● What to do: Locate each line in the entries below that contains the word "warm" and copy those lines.

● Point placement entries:
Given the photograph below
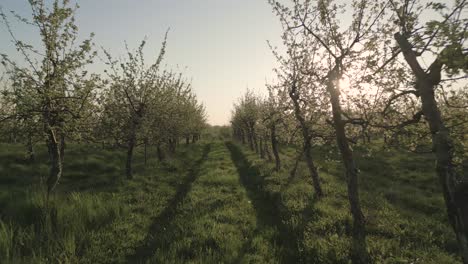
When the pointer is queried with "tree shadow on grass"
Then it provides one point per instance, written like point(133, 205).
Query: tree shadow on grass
point(266, 207)
point(163, 220)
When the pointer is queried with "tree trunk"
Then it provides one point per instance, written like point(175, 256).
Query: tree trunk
point(255, 141)
point(274, 147)
point(250, 138)
point(312, 169)
point(360, 254)
point(62, 147)
point(296, 164)
point(30, 149)
point(266, 147)
point(128, 164)
point(160, 152)
point(262, 152)
point(146, 150)
point(455, 195)
point(55, 160)
point(307, 144)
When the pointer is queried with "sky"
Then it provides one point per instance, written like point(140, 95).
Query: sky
point(220, 45)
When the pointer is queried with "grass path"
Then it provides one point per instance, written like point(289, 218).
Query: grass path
point(219, 216)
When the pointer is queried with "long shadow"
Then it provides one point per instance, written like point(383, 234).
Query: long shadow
point(163, 220)
point(266, 207)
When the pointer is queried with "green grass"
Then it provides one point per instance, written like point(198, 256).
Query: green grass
point(95, 216)
point(404, 208)
point(217, 202)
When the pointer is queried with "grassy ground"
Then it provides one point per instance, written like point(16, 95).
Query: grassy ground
point(218, 202)
point(403, 205)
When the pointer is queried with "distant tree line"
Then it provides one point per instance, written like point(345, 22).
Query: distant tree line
point(50, 97)
point(386, 77)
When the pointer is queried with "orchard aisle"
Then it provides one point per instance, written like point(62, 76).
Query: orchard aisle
point(223, 218)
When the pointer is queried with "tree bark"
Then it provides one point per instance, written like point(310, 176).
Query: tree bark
point(266, 147)
point(360, 254)
point(262, 150)
point(312, 168)
point(30, 149)
point(55, 160)
point(455, 195)
point(160, 152)
point(274, 147)
point(128, 164)
point(146, 150)
point(307, 144)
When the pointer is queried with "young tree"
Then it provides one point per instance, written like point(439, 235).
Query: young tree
point(53, 84)
point(444, 39)
point(132, 86)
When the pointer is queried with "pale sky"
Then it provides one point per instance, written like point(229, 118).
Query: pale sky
point(221, 45)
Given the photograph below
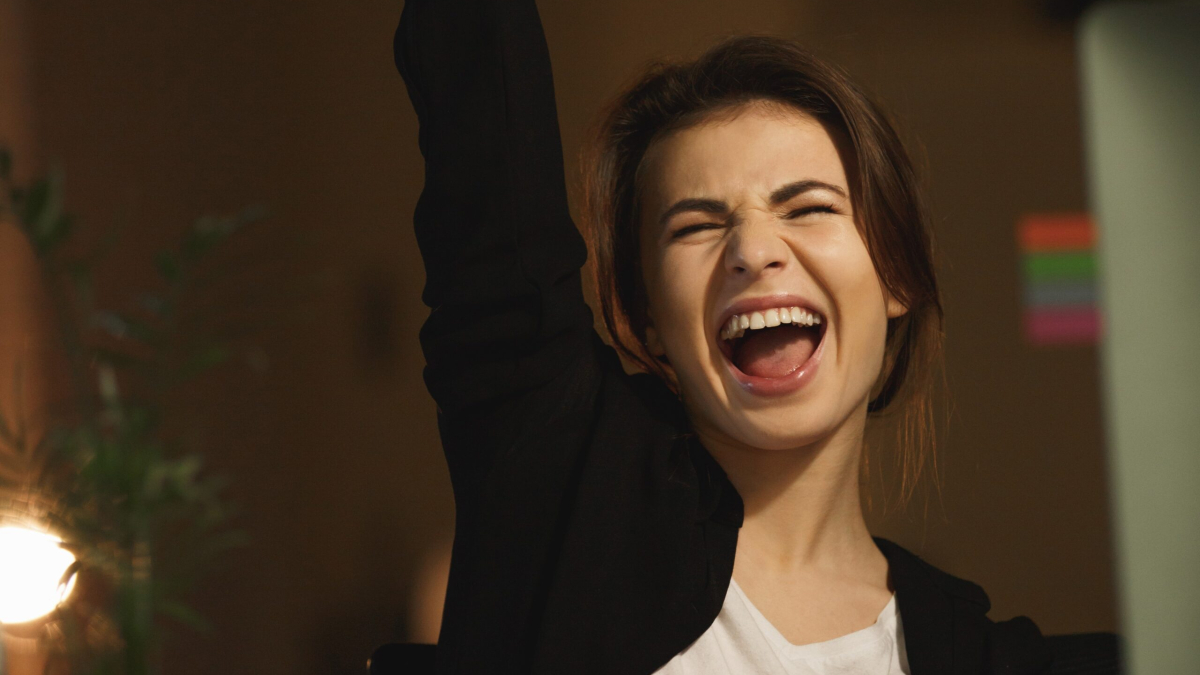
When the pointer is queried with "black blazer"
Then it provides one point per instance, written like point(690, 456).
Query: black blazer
point(593, 532)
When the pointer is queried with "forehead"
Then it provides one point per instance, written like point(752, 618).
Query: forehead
point(751, 149)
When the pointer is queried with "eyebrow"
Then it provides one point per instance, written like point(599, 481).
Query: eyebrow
point(718, 207)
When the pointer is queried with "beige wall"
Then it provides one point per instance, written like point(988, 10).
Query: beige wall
point(160, 112)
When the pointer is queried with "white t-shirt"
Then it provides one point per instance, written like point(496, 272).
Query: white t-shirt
point(743, 641)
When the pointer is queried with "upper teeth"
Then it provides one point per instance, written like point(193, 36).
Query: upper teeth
point(739, 323)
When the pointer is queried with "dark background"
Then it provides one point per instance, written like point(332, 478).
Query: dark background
point(160, 112)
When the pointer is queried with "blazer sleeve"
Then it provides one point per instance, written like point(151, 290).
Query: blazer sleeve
point(501, 252)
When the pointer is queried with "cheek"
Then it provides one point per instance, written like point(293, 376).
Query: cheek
point(676, 290)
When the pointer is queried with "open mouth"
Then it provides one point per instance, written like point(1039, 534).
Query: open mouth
point(773, 344)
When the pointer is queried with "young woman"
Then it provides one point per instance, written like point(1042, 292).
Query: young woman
point(763, 255)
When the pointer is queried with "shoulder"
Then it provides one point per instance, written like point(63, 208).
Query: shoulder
point(947, 626)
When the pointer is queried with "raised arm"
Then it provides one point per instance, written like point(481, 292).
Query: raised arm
point(502, 255)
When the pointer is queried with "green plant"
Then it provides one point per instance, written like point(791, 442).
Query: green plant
point(138, 511)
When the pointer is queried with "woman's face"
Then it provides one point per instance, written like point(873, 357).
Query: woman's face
point(761, 292)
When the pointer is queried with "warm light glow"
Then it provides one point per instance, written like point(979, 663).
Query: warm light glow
point(31, 567)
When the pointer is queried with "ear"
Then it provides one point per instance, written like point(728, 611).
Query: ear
point(895, 309)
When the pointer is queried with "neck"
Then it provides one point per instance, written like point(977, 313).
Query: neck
point(803, 507)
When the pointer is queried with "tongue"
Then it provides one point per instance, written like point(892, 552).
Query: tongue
point(775, 352)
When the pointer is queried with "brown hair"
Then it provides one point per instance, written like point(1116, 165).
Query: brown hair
point(887, 201)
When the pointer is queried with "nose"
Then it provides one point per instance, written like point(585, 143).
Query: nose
point(755, 248)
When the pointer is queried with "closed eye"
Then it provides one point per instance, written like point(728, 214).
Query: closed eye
point(688, 230)
point(813, 209)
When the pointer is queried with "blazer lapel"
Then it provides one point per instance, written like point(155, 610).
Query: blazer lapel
point(943, 617)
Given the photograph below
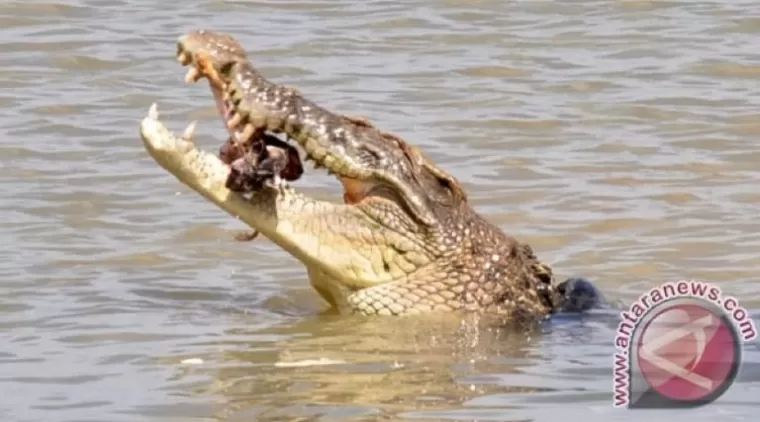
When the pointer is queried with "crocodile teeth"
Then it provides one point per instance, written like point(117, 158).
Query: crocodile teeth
point(192, 75)
point(153, 111)
point(184, 58)
point(190, 131)
point(234, 121)
point(247, 132)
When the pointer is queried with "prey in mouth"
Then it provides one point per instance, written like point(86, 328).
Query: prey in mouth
point(257, 159)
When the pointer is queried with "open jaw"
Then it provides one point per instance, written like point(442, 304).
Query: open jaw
point(350, 249)
point(254, 154)
point(404, 239)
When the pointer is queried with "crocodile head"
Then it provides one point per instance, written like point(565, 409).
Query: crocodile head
point(404, 240)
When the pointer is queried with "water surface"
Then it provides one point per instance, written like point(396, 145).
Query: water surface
point(619, 138)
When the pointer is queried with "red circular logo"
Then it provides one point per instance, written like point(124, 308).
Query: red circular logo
point(688, 353)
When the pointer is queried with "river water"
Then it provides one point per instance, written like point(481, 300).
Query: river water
point(619, 138)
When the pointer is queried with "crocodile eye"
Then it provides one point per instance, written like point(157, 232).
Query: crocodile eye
point(371, 155)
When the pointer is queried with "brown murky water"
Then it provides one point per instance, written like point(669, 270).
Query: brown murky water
point(620, 138)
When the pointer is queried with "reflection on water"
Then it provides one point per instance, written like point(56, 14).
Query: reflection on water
point(618, 138)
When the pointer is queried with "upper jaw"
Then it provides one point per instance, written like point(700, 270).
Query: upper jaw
point(249, 104)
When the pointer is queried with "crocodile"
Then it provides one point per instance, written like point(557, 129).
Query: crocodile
point(404, 241)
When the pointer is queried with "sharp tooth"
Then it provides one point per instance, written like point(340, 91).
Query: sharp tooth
point(234, 121)
point(190, 131)
point(184, 58)
point(248, 131)
point(192, 75)
point(153, 112)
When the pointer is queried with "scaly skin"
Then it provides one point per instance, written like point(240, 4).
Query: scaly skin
point(406, 240)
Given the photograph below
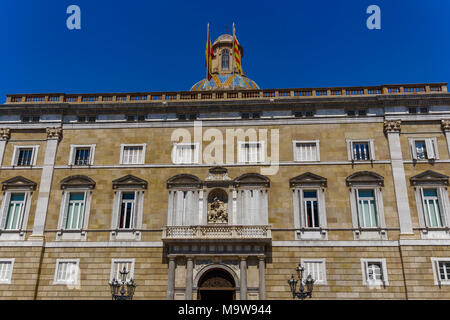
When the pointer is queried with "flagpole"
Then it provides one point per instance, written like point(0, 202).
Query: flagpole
point(207, 55)
point(233, 55)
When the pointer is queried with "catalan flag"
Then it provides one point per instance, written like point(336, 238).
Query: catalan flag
point(209, 54)
point(237, 53)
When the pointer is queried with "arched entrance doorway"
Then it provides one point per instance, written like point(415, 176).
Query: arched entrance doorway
point(216, 284)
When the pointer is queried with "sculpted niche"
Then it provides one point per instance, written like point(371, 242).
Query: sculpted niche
point(217, 207)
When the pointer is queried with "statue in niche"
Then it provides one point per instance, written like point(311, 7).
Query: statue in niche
point(217, 207)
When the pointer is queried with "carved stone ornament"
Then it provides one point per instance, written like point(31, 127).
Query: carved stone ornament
point(392, 126)
point(54, 133)
point(218, 174)
point(445, 124)
point(217, 211)
point(5, 133)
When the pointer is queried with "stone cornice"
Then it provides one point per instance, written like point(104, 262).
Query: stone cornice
point(445, 125)
point(392, 126)
point(5, 134)
point(54, 133)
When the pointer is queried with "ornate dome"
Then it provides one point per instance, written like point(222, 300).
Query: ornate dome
point(225, 82)
point(225, 75)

● Output:
When the pointer is queried with "warm light glow"
Query: warm light glow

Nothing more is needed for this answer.